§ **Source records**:
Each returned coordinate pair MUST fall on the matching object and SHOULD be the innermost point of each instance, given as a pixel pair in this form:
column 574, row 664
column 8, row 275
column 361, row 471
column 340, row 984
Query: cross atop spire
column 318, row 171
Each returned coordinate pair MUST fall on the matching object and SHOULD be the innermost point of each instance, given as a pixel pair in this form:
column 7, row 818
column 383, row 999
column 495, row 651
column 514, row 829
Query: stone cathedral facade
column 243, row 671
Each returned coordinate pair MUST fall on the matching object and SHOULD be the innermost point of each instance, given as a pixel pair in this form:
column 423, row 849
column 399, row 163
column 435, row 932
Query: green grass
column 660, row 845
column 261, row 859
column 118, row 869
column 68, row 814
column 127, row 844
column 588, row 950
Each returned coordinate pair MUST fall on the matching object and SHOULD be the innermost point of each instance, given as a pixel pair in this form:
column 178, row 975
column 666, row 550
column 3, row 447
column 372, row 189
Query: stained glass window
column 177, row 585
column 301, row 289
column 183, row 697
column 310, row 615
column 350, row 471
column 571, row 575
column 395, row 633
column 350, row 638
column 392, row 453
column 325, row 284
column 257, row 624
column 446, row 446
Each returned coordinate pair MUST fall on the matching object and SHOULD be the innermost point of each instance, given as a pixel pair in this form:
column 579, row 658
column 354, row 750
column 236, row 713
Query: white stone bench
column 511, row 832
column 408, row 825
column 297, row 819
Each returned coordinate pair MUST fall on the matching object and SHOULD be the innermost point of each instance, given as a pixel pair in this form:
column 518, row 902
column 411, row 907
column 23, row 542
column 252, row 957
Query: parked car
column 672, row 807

§ **Task prompt**:
Lay out every line of the items above as a Markdown table with the columns Row and Line. Number each row, and skip any blank lines.

§ **Solution to this task**:
| Row | Line |
|---|---|
| 1 | Each returned coordinate pair MUST fall on the matching object and SHOULD be the innermost point of each instance, given as a pixel pair in this form: |
| 2 | column 574, row 664 |
| 3 | column 8, row 275 |
| 4 | column 361, row 471 |
| 5 | column 340, row 984 |
| 6 | Query: cross atop spire |
| 7 | column 318, row 171 |
| 8 | Each returned coordinate pair MUST fall on the matching object and SHOULD be the innermost point of each instance, given as a pixel pair in this form: |
| 9 | column 7, row 818 |
| 10 | column 383, row 999 |
| 11 | column 495, row 651 |
| 12 | column 514, row 829 |
| 13 | Query: stone cathedral facade |
| 14 | column 243, row 671 |
| 15 | Each returned coordinate pair MUST fall on the matching object and SHOULD be the innermost point of each instance, given as a pixel pair in this form: |
| 16 | column 423, row 849 |
| 17 | column 399, row 163 |
| 18 | column 435, row 932 |
| 19 | Query: green grass |
| 20 | column 660, row 845 |
| 21 | column 261, row 859 |
| 22 | column 118, row 869 |
| 23 | column 68, row 814 |
| 24 | column 127, row 844 |
| 25 | column 588, row 950 |
| 26 | Each returned coordinate pair MUST fall on the matching object and SHOULD be the innermost point of each instance, given as a pixel pair in this form: |
| 27 | column 178, row 975 |
| 28 | column 666, row 550 |
| 29 | column 3, row 447 |
| 30 | column 372, row 189 |
| 31 | Query: stained glass window |
| 32 | column 177, row 585 |
| 33 | column 301, row 289 |
| 34 | column 183, row 697 |
| 35 | column 310, row 615 |
| 36 | column 350, row 471 |
| 37 | column 571, row 575 |
| 38 | column 395, row 633 |
| 39 | column 350, row 638 |
| 40 | column 392, row 453 |
| 41 | column 325, row 284 |
| 42 | column 257, row 624 |
| 43 | column 446, row 446 |
| 44 | Each returned coordinate pair MUST fall on the matching object and SHOULD be the innermost point of each instance, given as a pixel pair in this form: |
| 45 | column 579, row 658 |
| 46 | column 354, row 750 |
| 47 | column 236, row 713 |
| 48 | Query: white stone bench |
| 49 | column 511, row 832 |
| 50 | column 408, row 825 |
| 51 | column 297, row 819 |
| 52 | Each returned coordinate pair MUST fall on the matching object and SHOULD be the innermost point of each instance, given as a pixel pair in this form: |
| 53 | column 518, row 902 |
| 54 | column 411, row 907 |
| 55 | column 23, row 542 |
| 56 | column 252, row 957 |
| 57 | Query: parked car |
| 58 | column 672, row 807 |